An exact copy of all the data is the required output.
==============================
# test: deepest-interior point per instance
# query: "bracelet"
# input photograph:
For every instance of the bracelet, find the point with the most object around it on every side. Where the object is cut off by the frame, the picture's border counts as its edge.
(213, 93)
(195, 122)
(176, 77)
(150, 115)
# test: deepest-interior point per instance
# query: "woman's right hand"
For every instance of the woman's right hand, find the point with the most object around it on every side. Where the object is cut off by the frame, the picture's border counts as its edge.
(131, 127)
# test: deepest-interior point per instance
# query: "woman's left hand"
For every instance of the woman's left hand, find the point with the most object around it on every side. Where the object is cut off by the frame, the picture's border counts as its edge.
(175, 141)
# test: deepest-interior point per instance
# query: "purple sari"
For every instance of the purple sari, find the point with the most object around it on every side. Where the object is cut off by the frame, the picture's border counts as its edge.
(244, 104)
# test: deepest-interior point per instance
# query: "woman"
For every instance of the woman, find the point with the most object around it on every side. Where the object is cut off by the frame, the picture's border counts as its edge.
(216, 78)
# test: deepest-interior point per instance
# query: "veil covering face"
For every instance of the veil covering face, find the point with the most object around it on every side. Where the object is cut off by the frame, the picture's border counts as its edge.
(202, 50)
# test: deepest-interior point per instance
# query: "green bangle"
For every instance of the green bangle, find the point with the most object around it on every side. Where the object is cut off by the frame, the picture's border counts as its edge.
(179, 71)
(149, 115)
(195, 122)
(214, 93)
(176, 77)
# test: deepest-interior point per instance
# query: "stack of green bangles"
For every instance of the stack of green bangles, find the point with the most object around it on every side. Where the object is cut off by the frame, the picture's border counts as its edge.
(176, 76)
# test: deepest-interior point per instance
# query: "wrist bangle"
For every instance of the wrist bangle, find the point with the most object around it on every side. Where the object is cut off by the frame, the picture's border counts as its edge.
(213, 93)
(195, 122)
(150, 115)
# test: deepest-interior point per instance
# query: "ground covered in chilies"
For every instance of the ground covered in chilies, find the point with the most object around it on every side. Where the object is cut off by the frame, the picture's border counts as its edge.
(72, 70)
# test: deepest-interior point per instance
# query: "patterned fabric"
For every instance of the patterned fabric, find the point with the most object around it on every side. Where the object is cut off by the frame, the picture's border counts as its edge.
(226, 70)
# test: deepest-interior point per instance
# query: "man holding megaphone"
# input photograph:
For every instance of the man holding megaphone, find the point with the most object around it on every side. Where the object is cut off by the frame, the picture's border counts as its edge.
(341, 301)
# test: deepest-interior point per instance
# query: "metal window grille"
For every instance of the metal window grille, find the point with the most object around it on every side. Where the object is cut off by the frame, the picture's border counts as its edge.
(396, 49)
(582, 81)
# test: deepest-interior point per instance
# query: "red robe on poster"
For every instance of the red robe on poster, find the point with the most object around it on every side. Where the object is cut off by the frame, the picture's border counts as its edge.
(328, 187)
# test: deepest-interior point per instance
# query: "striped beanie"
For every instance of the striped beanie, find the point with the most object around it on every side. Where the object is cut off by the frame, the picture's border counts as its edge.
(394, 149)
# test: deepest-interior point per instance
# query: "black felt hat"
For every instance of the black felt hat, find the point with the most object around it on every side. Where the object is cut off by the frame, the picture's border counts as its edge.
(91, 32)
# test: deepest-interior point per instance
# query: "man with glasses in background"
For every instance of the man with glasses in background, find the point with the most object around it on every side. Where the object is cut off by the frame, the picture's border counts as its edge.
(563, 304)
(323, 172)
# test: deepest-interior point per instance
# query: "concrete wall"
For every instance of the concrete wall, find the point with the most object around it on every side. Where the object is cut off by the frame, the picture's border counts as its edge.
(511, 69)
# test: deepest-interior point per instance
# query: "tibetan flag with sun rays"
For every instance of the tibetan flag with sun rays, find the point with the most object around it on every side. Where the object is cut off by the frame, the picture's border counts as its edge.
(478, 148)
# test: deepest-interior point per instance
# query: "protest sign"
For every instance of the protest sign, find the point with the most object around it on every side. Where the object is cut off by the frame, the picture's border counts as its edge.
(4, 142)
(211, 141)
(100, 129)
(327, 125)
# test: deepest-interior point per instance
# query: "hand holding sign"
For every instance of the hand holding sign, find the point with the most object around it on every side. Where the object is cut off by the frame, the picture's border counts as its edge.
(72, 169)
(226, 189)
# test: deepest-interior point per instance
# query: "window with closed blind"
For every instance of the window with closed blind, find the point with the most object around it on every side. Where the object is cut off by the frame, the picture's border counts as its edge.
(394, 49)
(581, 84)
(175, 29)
==============================
| Expected answer |
# test: deepest-interior point per instance
# query: "bracelet"
# input photograph:
For every instance of the bracelet, find the point with the most object around it on every side. Where the object is cut off by the frame, the picture's border counts as its edge.
(213, 93)
(195, 122)
(176, 77)
(150, 115)
# test: deepest-interior point per instance
# query: "woman's right hand"
For every instance of the woman's right hand, find the point with the most object around it on every side. Where the object is cut off by the frame, the picture's border counts as its edge.
(131, 127)
# test: deepest-interior point per instance
# query: "woman's left hand"
For every instance of the woman's left hand, find the point with the most object around it on every side. Where the object is cut off by the frame, the picture's border counts as its edge.
(175, 141)
# test: deepest-interior point per instance
# query: "purple sari"
For every instance of the purple sari, find the point with the most object around it on every side. Where the object is cut off by the frame, the picture's border counts as its edge.
(244, 104)
# test: deepest-interior point per instance
# query: "woman"
For every instance of the woman, find the point with the most object around it on every side. Where the object is cut off by the frame, the picture's border counts as its edge.
(216, 78)
# test: deepest-interior point per instance
# query: "veil covering face"
For every instance of the veil covering face, find the point with the most object around it on every side. Where the object is cut off by the frame, the picture's border counts as its edge.
(202, 50)
# test: deepest-interior point per instance
# query: "green bangle"
For every instance of the green bangle, find the point with the most object around it on every side. Where the object is cut off by the frame, the picture's border counts as its edge.
(179, 71)
(149, 115)
(195, 122)
(214, 93)
(176, 77)
# test: deepest-interior point per instance
# query: "stack of green bangles"
For every instance of the stack of green bangles, find the point with the most object around it on every side. Where the object is cut off by the frame, the picture's border counts as its edge.
(176, 76)
# test: deepest-interior point per instance
# query: "wrist bangle"
For every instance of the wrist bangle, find the point with the most object around it on every side. Where the object is cut off by the frame, the picture's border counts as its edge.
(213, 93)
(195, 122)
(150, 115)
# test: deepest-interior point per instance
# query: "ground covered in chilies"
For every instance of the ground covered in chilies, find the point with the most object around it on every side. Where the object is cut off by the frame, the picture's border counts as its edge.
(72, 70)
# test: deepest-interior point per instance
# query: "patterned fabric"
For every instance of the patterned fabric, find the point with the most object around it on every side. Where the object is cut off by the frame, the picture's border counts as its edge.
(226, 70)
# test: deepest-interior point per instance
# query: "man holding megaphone"
# input photograph:
For every instance of the man holding megaphone, find the point with the most object around it on every side. Where the object is cut off by the frame, the picture's border counts as its edge.
(341, 301)
# test: deepest-interior point per instance
# query: "metal window grille"
For every instance of the metal window grille, find the point with the most object around it on every side. Where the object is cut off by the frame, the picture's border counts as its edge.
(396, 49)
(582, 81)
# test: deepest-interior point per instance
# query: "red robe on poster"
For every instance of the red robe on poster, find the point with the most object around it on every side. Where the object is cut off by the frame, the picture's border counts as its edge.
(328, 187)
# test: deepest-interior point per instance
# query: "striped beanie"
For every instance of the striped beanie, find the point with the most object around it on every side. Where the object is cut off by the frame, the picture's border counts as its edge.
(394, 149)
# test: deepest-interior point per instance
# query: "black felt hat"
For every instance of the black felt hat, find the point with the most object around it on every side. Where the object is cut off by the frame, the picture's border counts as its edge.
(91, 32)
# test: deepest-interior point per instance
# query: "man with glasses in background"
For every instance of the man with glasses in background, find the point with the most object around it on every side. Where the object is cut off by the frame, the picture's border counts as its edge.
(563, 304)
(323, 172)
# test: deepest-interior point per instance
# query: "concrete wall"
For every instance of the concrete wall, find the point with the most object around it on every side. Where the object is cut off by the frame, the picture's border counts as its edge.
(511, 69)
# test: deepest-interior point per instance
# query: "tibetan flag with sun rays"
For every instance of the tibetan flag with sun rays, find the point with the most object around it on every side. Where the object is cut off by the frame, the picture's border counts as its edge.
(478, 148)
# test: deepest-interior point per instance
# query: "protest sign"
For every instance of the protest sign, find the point with the most object around it on every side. Where the object is cut off by the frame, the picture's border counts as its edge.
(4, 142)
(211, 141)
(100, 129)
(327, 125)
# test: deepest-interior point per instance
# query: "hand holding sign"
For every instance of the hand holding sign, find the point with the most object around it on every side. Where the object is cut off by the frame, the picture's border counts as its edge.
(72, 169)
(226, 189)
# test: deepest-interior point per instance
# query: "window with closed blind"
For every instance of the window with closed blind, find the point with the most object around it on every side. Where the object is cut off by the frame, the picture's border counts as its edge.
(394, 49)
(581, 84)
(175, 29)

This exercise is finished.